→ Provided data
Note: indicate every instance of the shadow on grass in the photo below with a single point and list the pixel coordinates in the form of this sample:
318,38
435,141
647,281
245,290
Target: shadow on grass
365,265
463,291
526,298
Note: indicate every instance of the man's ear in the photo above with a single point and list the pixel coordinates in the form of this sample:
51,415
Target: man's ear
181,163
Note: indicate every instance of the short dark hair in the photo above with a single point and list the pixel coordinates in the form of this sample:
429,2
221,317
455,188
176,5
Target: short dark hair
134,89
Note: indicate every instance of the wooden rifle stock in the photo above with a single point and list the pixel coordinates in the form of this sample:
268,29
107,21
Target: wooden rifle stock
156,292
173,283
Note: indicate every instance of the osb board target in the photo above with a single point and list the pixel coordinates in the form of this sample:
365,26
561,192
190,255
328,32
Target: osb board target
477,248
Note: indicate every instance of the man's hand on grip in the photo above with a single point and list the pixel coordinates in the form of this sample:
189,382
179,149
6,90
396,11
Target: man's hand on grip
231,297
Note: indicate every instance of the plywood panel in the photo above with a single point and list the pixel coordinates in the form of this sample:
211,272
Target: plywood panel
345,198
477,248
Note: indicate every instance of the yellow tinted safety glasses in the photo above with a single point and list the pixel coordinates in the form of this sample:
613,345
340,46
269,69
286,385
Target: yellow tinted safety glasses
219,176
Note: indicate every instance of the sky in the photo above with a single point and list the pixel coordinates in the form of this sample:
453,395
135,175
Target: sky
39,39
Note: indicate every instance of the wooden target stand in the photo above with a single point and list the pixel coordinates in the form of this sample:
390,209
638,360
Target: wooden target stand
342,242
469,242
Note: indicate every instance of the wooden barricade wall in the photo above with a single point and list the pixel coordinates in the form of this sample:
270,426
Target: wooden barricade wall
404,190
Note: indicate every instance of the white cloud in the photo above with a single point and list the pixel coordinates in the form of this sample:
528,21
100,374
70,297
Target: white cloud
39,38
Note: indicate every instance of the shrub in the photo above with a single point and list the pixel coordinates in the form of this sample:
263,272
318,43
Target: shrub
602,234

→ Exercise requirements
Print all of the rows above again, character for character, in their original order and without any changes.

→ Response to this exercise
Note: indicate every instance of the shadow on grass in the photo below with a single point and list the pixel coordinates in the form of this sample:
318,38
435,141
647,281
245,290
Target: shadow on grass
365,265
463,291
526,298
Note: indicate every instance of the man's ear in the photo above with a single point and list the pixel coordinates in the form of this sample:
51,415
Target: man's ear
181,163
Note: indicate every instance of the short dark hair in the photo above with a single point and list the pixel coordinates in the form of this sample:
429,2
221,317
455,188
176,5
Target: short dark hair
134,89
Note: indicate every instance of the wooden rifle stock in the photo above with a single point and list the pixel coordinates in the form of this sample:
268,29
107,21
Target: wooden rifle stock
156,292
173,283
Note: indicate every instance of the osb board target in the photo above with a single point and list the pixel coordinates in the form of this sample:
365,26
561,192
190,255
328,32
Target: osb board target
477,248
Note: indicate every instance of the man's hand on grip in the photo above with a single point and list the pixel coordinates in the form of this sample:
189,382
179,149
6,90
396,11
Target: man's hand on grip
231,297
Note: indicate every instance of the plywood panel in the photo above with a single point and list the pixel coordinates in the form of this sample:
211,272
Target: plywood panel
345,198
477,248
Note: indicate every instance of the yellow tinted safety glasses in the photo above with a single point and list the pixel coordinates in the form of this sample:
613,345
340,46
269,69
286,385
Target: yellow tinted safety glasses
219,176
Note: indicate every instance of the sky in the photo above with a single point and list the pixel coordinates in the form of this sample:
453,395
135,175
Target: sky
39,39
Note: indicate every instance of the wooden target stand in the photo above with a single point and list the pixel coordinates in the form of this sample:
390,209
638,360
Target: wooden target stand
342,242
469,242
Note: indicate every instance of the wooden barricade wall in the photo above with a single point and list the pixel coordinates in the form of this sample:
270,426
Target: wooden barricade wall
404,190
Note: indicate every instance of the white cloud in the photo above with a single point and list the pixel coordinates in the form of this sample:
528,21
100,374
70,297
Target: white cloud
39,38
Note: indicate every instance of the shrub in the photo above with a single point and list the pixel coordinates in the form of this sample:
263,272
318,43
Target: shrub
602,234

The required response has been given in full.